#### Work to be completed:
Restate the following entries exactly. Keep the pictures out.

#### Available records:
⁂
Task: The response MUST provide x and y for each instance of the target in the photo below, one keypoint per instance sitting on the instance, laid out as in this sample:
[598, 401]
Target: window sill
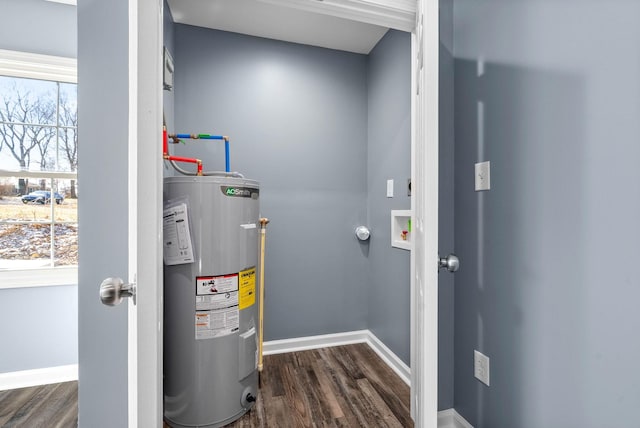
[43, 277]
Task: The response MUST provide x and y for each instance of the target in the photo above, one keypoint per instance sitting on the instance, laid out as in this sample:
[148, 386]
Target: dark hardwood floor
[343, 386]
[51, 406]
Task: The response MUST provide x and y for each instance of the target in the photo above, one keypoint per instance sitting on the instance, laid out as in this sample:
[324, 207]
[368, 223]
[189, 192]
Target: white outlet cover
[483, 176]
[481, 369]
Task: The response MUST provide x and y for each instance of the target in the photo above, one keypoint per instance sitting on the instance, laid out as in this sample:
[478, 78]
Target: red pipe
[166, 156]
[165, 144]
[189, 160]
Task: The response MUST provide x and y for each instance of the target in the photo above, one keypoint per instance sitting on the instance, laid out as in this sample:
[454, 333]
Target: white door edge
[145, 209]
[424, 206]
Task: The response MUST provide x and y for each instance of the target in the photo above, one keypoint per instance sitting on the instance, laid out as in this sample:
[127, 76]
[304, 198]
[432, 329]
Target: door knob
[451, 263]
[113, 291]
⁂
#### Solution to the exercise:
Task: The response MUST provide x and y for each instance of the target in the photo below, one keypoint per instance sitting on the instance, laid out as in this sample:
[598, 401]
Target: window sill
[43, 277]
Task: The response MUST provide x and y for each instance of the target in the photo above, one keypoint per instance sitting on the instance, laid out as in this sample:
[148, 386]
Target: dark hardwood floor
[343, 386]
[51, 406]
Task: The response MUST provide x and y for each instance of the target in the photo above, one keypoint per instance sitting on the instance, laid out as in this sample:
[324, 207]
[368, 223]
[189, 192]
Target: white outlet cover
[483, 176]
[481, 369]
Task: The response MUST provide x and y for each instance of the target in the photo above, one keypoint per instance sitting on the instance, laid out as in this sample:
[478, 78]
Target: red pipe
[166, 156]
[165, 144]
[189, 160]
Task: The response MUST provide x and y for each instance of the target in the photo above, one keypoint per instance sitting on the instance, laid out as in this sample:
[454, 333]
Target: white door edge
[145, 209]
[424, 206]
Task: The response MUST provide x and y for each instance of the target in the photo above, one keypoint per instance sitting on the instance, laid out as in this sample:
[127, 76]
[304, 198]
[432, 329]
Target: door knob
[451, 263]
[113, 291]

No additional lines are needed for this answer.